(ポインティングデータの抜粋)
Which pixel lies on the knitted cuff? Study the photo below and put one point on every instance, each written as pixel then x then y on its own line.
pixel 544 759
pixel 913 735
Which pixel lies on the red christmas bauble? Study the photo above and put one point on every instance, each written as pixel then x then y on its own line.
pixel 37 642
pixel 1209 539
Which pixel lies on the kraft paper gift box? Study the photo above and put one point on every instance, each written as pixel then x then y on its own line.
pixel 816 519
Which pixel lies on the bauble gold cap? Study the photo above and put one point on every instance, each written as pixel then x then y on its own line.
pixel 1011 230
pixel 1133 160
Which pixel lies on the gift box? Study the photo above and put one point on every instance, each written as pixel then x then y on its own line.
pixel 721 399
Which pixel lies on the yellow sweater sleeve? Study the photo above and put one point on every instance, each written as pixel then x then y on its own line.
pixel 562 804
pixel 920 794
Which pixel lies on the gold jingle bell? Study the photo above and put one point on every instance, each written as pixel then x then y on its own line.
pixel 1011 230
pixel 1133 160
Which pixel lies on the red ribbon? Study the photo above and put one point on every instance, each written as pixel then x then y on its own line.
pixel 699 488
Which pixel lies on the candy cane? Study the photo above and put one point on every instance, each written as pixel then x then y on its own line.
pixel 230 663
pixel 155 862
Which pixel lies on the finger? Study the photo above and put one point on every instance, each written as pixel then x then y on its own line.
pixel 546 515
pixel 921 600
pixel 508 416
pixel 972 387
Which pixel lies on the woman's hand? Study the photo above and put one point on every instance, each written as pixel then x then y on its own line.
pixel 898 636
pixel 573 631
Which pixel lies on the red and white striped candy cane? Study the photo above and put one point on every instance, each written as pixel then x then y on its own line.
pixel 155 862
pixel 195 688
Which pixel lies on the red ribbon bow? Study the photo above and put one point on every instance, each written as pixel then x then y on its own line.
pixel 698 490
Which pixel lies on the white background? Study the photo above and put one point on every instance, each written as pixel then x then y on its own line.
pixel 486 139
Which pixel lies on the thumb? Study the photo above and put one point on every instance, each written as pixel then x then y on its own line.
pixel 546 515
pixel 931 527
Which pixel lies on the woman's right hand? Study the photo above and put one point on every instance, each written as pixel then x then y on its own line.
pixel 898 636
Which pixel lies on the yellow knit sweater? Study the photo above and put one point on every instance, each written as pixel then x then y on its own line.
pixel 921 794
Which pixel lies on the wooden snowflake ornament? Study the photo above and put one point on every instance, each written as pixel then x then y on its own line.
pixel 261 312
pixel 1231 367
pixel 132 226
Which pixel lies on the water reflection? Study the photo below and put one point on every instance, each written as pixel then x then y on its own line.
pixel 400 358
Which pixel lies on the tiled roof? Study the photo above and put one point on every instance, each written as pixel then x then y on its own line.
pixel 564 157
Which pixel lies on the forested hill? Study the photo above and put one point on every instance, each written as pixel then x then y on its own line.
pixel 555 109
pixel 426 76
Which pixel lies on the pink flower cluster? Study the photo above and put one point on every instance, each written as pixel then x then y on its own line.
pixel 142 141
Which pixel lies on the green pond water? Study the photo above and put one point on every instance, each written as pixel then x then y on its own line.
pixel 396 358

* * *

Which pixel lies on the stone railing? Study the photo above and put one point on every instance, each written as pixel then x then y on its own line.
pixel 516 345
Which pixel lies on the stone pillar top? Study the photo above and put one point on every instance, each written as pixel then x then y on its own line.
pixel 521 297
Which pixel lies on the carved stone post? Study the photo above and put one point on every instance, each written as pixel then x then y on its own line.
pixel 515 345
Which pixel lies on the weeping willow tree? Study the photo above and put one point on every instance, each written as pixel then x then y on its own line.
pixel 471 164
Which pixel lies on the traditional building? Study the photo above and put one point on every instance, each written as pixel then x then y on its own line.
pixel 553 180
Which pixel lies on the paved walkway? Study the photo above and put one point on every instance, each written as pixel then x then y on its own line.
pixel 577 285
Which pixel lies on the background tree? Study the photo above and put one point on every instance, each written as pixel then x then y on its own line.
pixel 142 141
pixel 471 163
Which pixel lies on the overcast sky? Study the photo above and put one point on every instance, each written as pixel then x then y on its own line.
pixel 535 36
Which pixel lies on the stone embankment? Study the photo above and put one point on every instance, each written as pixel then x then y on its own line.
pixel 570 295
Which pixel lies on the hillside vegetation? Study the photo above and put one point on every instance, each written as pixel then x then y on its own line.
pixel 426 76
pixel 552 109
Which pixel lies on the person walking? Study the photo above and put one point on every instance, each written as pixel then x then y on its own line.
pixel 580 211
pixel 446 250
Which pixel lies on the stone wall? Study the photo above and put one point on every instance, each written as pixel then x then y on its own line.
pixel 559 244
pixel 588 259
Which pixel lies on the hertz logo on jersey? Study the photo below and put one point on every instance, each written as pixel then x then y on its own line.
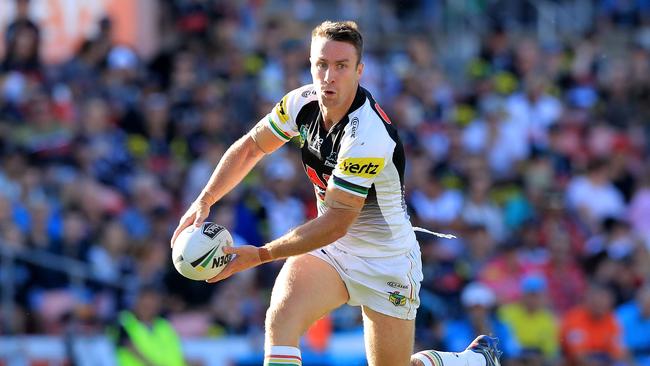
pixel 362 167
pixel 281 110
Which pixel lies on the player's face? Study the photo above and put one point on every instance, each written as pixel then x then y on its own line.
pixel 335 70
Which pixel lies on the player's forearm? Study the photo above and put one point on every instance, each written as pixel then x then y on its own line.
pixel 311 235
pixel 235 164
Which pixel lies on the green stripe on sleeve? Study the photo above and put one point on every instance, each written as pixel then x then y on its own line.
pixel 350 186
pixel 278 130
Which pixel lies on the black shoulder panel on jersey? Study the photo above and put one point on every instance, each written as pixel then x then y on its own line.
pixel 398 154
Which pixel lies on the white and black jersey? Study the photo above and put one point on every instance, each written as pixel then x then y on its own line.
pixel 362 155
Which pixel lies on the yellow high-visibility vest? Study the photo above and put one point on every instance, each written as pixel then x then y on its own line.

==

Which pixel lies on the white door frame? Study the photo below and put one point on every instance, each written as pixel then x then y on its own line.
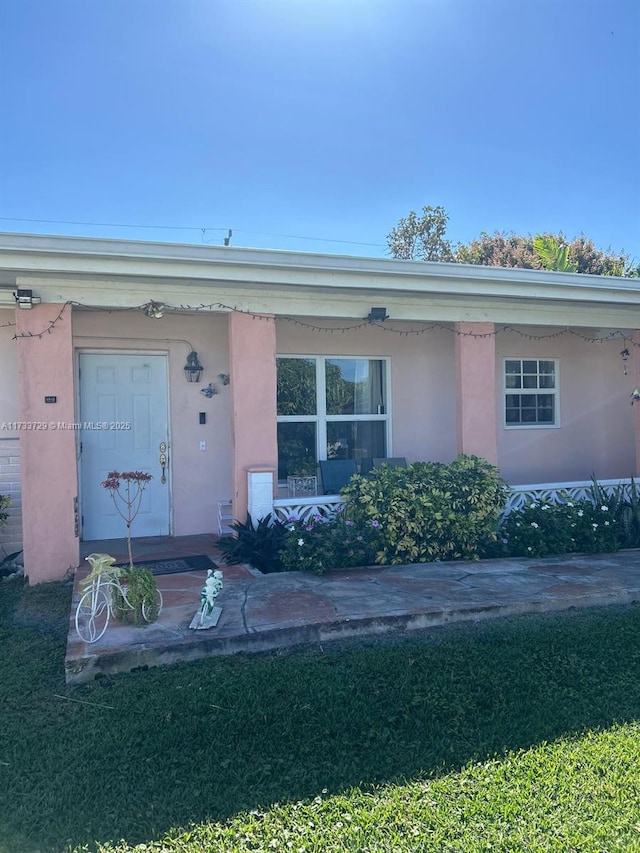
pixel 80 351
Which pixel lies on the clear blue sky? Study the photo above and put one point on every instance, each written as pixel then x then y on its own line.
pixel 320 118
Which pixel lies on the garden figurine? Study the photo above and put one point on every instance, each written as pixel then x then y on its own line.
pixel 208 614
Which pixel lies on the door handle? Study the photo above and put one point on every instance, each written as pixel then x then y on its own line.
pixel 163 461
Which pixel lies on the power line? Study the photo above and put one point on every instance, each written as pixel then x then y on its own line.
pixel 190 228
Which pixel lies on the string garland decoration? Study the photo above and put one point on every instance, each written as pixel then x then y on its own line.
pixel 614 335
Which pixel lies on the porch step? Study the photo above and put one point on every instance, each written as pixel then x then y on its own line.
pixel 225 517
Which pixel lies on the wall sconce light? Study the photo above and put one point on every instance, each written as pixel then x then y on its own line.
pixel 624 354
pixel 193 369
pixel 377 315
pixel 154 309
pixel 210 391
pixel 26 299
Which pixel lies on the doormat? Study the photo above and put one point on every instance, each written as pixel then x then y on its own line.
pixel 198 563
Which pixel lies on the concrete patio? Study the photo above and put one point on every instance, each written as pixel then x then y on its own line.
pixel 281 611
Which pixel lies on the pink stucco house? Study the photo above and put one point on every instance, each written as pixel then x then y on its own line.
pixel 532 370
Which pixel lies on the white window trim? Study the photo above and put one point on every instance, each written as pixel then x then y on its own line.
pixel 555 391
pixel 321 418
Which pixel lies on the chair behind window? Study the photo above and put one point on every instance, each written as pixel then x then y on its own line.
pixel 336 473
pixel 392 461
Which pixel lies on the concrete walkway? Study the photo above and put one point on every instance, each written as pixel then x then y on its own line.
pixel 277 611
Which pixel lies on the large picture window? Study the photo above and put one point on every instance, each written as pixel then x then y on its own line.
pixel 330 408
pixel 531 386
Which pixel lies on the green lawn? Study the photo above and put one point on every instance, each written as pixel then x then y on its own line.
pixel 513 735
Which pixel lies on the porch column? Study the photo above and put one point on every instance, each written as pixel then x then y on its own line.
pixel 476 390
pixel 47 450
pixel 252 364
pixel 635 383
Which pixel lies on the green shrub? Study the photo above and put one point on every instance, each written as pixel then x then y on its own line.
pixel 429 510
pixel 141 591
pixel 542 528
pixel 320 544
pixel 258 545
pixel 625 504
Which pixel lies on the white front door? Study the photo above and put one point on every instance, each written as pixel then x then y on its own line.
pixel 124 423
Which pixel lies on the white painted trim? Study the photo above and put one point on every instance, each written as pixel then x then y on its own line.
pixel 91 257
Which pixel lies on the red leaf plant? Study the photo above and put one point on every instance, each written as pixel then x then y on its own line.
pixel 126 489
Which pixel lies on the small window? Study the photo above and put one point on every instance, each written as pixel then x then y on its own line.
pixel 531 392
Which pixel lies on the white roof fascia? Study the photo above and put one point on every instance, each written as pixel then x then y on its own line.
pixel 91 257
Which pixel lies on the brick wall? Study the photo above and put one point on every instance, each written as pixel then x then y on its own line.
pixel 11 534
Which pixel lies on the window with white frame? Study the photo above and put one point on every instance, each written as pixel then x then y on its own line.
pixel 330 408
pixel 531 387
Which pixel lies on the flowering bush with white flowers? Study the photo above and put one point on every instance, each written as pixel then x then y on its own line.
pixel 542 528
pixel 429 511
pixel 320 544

## 練習課題
「Which pixel lies on the large」を含む行から始め、「pixel 625 504」を含む行まで（両端を含む）の行だけを書き直すこと。その際「porch column」を「porch pillar」に置き換え、ほかは一切変えない。

## 課題の出力
Which pixel lies on the large picture window? Study the photo above and put one point on every instance, each written as pixel then x then y on its own line.
pixel 330 408
pixel 531 386
Which pixel lies on the green lawn? Study the photo above and put one point on every instance, each written as pixel then x then y on its own line.
pixel 513 735
Which pixel lies on the porch pillar? Study the photo above and put one point on every instance, each written as pixel then x then y on its own line.
pixel 476 390
pixel 47 450
pixel 252 364
pixel 635 383
Which pixel lies on the green shrub? Study the photo above and put one point on every instance, each written as pixel then x then y on its own line.
pixel 429 510
pixel 141 591
pixel 542 528
pixel 320 544
pixel 258 545
pixel 625 504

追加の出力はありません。